- _AANGELEVERD FRAGMENT_:
╭──
Het was Oege Pytters die in 1811 gevolg gaf aan het bevel van Napoleon, dat iedereen een familienaam aan moest nemen, en de naam Hoekstra aannam. Zijn in 1812 nog bij Gosse Folkerts Dijkstra voor fl. 1.200,- gekochte schip werd verkocht en Oege Pytters werd kastelein op de Rohel onder Harkema-Opeinde naast de werf van scheep- en schuitemaker te Rodehel van Jouke Ates van der Veer aan de noordzijde van het Knillesdjip ten westen van de Surhuisterveenstervaart. We zien in notariële aktes dat Oege Pytters vanaf 1814 veengrond, land en woningen boven Augustinusga ging kopen. Voordat Oege Pytters kwam te overlijden had hij vijf woningen met erf en de scheepshelling in bezit. Daarnaast 5,5 bunder te vergraven land, 4,3 bunder weiland en 0,3 bunder bouwland. Zijn vrouw Grietje Harmens nam de werkzaamheden op de werf verder waar. Haar oudste zoon Pytter Oeges (Harkema Opeinde, 14-03-1794 – Rohel, 1838) was ook al snel op 23-jarige leeftijd op de werf te vinden en stond zijn moeder daarna bij. In 1827 na het overlijden van mem Grietje Harmens werd de boedel van Oege Pytters verdeeld. Pytter Oeges runde eerst de scheepswerf. Hij bouwde ook pramen en tjalkschepen. Als de schepen niet direct werden verkocht dan werden ze ook door hem verhuurd.
╰──
- _OPDRACHT_: Waarom nam Oege Pytters volgens het fragment over de scheepswerf op de Rohel in 1811 een familienaam aan? Antwoord in één tot drie zinnen.

- _VASTGELEGDE GEGEVENS_:
╭──
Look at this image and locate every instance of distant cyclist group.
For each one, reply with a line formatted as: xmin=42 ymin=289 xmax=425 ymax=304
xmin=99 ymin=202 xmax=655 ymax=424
╰──
- _UITWERKING OPDRACHT_: Hij gaf gevolg aan het bevel van Napoleon dat iedereen een familienaam moest aannemen. Zo kreeg hij in 1811 de naam Hoekstra.